───── Source extract

DW> even for centro structures.
DW> 
DW> Another thing I intended to mention as a virtue for [this calculated
DW> value of F(000)] is that it offers some information about the
DW> form-factors which were used. Since these are also used in the
DW> structure analysis, this information might be useful. The information
DW> content of the [conventional formulation of] F000 is almost zero.


D44.1 _atom_site_aniso_B_*
--------------------------
S> I would oppose any move to drop "B" items as acceptable
S> data (and of course they must remain in future dictionaries
S> to maintain back-compatibility). The cif dictionary is
S> not an efficient instrument to effect changes in nomenclature
S> and I have already pointed this out to Sidney Abrahams.
S> What his commission has to do is make sure that all software
S> packages use only U's...and Acta will help with this. In the
S> meantime we should list these only as alternate definitions.

D44.2 _atom_site_disorder_*
---------------------------
S> I was involved in trying to accommodate John Davies' treatment
S> of disorder....it is a bit "shelx"y but I think it should work.
S> Perhaps all that was missing was a good example and the one 
S> you have given should do the job. Best ask a novice though!
S> 
S> If a description needs to be very detailed, perhaps the original
S> codes are a mite obtuse. Does anyone have a better scheme?

John Davies has been away for a while, but has promised to review the
existing descriptions and comment.

D44.3 _atom_site_scat_versus_stol_list
--------------------------------------
S> This is a kluge for those cases where very special sf tables
S> are needed. I have never seen it used but I can imagine cases
S> where it may be. My vote is not to restrict the layout of this
S> text field. As Nick would say, this is an application not
S> a definition matter. I think David's layout would work in
S> most cases but perhaps someone might need to also put in the 
S> dispersion terms....and so on.

──────────

Exercise task 1:
Answer these questions using the CIF dictionary discussion:
(a) Which quantity does the writer under D44.1 say all software packages should use?
(b) Who has promised to review the existing disorder descriptions and comment?
(c) Has the writer under D44.3 ever seen _atom_site_scat_versus_stol_list used?
Exercise task 2: Rewrite the paragraph of the CIF dictionary discussion beginning "I would oppose any move" as a short bulleted list that keeps its main points.
Exercise task 3: Carry the CIF dictionary discussion forward from its final sentence with a few more lines in the same style.
The data that follow are drawn from a separate source.

───── Stored records

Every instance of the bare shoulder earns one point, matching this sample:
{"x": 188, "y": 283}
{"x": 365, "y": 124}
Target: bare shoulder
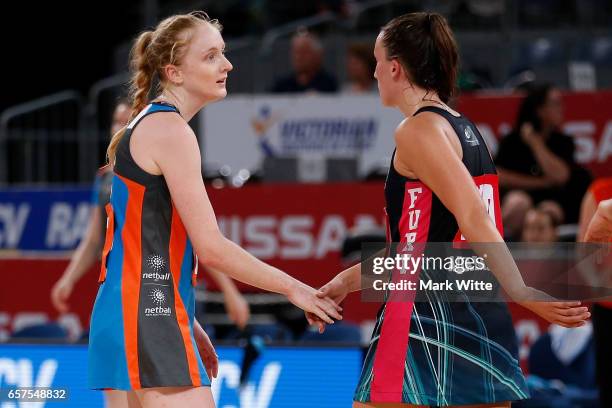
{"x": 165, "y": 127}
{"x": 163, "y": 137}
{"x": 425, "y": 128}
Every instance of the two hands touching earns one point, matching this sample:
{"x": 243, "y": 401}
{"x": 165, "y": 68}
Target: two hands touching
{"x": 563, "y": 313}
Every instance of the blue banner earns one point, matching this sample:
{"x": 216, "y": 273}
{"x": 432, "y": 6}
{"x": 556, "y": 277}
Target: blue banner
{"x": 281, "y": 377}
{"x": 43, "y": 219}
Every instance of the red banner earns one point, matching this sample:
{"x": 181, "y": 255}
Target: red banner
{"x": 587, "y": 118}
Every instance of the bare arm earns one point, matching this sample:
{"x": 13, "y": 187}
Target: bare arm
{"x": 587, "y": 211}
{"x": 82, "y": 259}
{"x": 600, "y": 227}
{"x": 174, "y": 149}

──────────

Written response 1:
(a) Only U's.
(b) John Davies.
(c) No, the writer has never seen it used.

Written response 2:
- The writer opposes dropping "B" items as acceptable data.
- These items must remain in future dictionaries to maintain back-compatibility.
- The CIF dictionary is not an efficient instrument for changing nomenclature, and the writer has already told Sidney Abrahams so.
- His commission must make sure that all software packages use only U's, and Acta will help with this.
- In the meantime, these items should be listed only as alternate definitions.

Written response 3:
S> Here I side with David's argument. Gotzon's suggestions assume a
S> uniform step size and this is often not the case. I would counter
S> the machine argument (tongue placed firmly in the left cheek) with
S> the belief that "intelligent" software can parse "anything", the
S> intelligence of those chips is hardly worth a cracker! Roll on
S> the nested loops.

Not in this revision cycle!

D44.4 _audit_conform_[] examples
--------------------------------
S> Personally I was in favour of this example [of mixed MIF and CIF
S> dictionaries] ... but I am biased.
S> I think that the objective of mixing items from different
S> dictionaries is an important one...and perhaps the syntax 
S> argument should not really be used here. After all many
S> practitioners of this black art think that cifs will 
S> ultimately acquire the more sophisticated airs of their
S> mif cousins....and perhaps this will be an encouragement!

Well, I agreed with David's request to pull out this example until we have
a working demonstration. But I hope to discuss it with the CCDC people,
who have some requirement to mix CIF and MIF terms, and see if they can
explore such applications.

D44.5 _fax and _phone numbers
-----------------------------
S> Here I put on my pedantic hat and say that there was 
S> considerable debate about phone formats and the agreed
S> upon style  <country>(<area>)<local>x<extension> was 
S> decided on. I think that the examples should conform to
S> this.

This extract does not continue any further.